■ DIRECTIONS FOR THIS TASK:
Lines after the one containing "TARGET: ruddy shelduck" are to be omitted; print exactly each line from the start of the records up to and including it.

(Dataset entries)
════════════════════

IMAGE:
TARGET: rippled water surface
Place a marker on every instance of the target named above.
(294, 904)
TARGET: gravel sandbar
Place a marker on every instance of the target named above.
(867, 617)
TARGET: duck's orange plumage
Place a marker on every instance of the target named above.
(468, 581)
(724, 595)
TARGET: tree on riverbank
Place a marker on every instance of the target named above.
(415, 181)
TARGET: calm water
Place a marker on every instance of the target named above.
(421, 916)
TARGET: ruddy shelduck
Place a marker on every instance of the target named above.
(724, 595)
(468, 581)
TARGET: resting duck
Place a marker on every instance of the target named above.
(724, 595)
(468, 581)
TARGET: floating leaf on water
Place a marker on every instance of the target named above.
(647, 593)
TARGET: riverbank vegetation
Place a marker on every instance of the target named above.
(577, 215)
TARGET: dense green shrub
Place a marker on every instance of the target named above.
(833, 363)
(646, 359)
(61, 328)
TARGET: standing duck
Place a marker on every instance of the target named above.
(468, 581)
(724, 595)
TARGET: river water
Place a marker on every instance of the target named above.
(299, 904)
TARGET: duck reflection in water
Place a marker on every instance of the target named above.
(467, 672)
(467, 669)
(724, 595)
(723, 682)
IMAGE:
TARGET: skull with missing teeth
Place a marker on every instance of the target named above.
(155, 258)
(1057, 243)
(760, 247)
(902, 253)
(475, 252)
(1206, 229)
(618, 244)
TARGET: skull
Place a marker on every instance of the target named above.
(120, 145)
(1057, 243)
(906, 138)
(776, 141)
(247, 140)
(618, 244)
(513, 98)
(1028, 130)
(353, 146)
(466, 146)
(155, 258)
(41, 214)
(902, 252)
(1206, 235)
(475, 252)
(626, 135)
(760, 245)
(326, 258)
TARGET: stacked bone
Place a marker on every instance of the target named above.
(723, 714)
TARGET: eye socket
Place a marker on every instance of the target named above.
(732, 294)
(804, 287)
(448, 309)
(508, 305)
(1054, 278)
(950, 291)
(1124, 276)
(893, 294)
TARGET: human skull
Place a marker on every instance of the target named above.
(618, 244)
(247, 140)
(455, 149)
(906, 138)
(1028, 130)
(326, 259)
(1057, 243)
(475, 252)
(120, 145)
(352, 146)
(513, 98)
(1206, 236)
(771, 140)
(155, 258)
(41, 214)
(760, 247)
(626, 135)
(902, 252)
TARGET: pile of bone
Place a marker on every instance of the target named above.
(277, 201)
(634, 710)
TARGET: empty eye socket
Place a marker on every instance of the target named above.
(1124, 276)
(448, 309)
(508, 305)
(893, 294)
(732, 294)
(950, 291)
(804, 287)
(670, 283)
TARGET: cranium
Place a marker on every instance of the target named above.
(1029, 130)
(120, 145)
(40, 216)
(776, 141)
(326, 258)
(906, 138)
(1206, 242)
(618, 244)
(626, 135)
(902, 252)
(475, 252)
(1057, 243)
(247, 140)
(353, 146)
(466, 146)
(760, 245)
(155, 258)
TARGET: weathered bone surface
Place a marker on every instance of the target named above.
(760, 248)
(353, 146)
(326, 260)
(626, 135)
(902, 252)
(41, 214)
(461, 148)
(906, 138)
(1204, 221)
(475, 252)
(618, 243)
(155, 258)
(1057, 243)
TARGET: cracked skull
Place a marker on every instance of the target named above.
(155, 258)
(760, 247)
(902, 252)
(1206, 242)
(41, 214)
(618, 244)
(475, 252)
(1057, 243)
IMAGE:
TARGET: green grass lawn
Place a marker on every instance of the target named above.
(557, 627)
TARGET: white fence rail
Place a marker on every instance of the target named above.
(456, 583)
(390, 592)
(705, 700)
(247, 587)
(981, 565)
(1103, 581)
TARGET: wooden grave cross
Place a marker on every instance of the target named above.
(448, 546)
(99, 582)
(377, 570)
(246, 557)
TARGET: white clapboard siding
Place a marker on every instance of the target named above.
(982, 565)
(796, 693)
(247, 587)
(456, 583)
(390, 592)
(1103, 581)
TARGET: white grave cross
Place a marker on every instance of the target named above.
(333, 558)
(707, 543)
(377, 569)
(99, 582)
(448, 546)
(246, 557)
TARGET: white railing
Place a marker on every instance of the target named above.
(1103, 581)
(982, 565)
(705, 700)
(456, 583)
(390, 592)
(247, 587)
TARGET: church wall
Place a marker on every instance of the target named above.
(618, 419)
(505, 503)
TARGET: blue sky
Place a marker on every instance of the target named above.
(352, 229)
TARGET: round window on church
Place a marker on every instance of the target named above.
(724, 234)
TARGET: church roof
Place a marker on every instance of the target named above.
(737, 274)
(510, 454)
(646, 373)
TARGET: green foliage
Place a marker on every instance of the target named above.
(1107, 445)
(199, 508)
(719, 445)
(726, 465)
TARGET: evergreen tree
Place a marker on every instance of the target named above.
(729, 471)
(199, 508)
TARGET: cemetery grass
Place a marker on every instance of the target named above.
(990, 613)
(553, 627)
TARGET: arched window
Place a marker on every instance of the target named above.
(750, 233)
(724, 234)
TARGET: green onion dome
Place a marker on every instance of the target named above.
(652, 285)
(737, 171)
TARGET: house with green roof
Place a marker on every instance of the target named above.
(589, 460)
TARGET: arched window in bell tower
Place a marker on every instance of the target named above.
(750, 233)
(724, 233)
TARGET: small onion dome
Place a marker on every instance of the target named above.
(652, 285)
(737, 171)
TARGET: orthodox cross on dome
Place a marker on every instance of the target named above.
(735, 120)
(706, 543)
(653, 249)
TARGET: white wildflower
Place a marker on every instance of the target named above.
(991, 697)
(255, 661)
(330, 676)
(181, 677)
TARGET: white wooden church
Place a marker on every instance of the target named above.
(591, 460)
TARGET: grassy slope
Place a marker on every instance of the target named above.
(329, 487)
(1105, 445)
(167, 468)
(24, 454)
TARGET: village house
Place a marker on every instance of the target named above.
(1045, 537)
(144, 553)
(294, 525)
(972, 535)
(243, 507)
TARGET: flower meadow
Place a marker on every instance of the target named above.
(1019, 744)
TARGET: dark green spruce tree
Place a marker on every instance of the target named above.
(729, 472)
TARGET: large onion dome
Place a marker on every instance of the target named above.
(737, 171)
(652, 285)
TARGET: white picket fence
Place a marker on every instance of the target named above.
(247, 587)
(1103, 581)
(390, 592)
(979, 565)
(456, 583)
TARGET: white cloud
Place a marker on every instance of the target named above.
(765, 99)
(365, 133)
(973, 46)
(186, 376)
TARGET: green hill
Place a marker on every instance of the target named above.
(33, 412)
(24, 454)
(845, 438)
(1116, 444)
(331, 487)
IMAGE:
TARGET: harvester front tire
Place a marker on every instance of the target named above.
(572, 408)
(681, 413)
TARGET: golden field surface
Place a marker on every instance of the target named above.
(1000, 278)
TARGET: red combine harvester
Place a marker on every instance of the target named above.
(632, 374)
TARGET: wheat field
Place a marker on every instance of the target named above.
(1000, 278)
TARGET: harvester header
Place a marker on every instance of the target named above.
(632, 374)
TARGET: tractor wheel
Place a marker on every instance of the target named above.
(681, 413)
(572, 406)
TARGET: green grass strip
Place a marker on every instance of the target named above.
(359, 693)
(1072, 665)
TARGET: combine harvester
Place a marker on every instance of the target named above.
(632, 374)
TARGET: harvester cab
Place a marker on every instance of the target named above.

════════════════════

■ WRITTEN RESPONSE:
IMAGE:
TARGET: rippled water surface
Place a marker on every instance of the target named above.
(294, 904)
TARGET: gravel sandbar
Place a marker on every instance of the target named above.
(867, 617)
TARGET: duck's orange plumage
Place a marker on every instance of the target named above.
(468, 581)
(724, 595)
TARGET: tree on riverbank
Place a marker on every instance of the target named above.
(415, 181)
TARGET: calm water
Place a marker on every instance of the target named above.
(421, 916)
TARGET: ruddy shelduck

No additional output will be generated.